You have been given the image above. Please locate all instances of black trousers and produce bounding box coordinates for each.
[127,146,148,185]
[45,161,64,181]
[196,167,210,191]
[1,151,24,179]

### REQUIREMENT
The answer is all of the material, repeated exactly.

### TASK OUTPUT
You have been given the image above. Please locate all instances of black trousers and produce bounding box coordinates for each.
[127,146,148,185]
[45,161,64,181]
[196,167,210,191]
[1,151,24,179]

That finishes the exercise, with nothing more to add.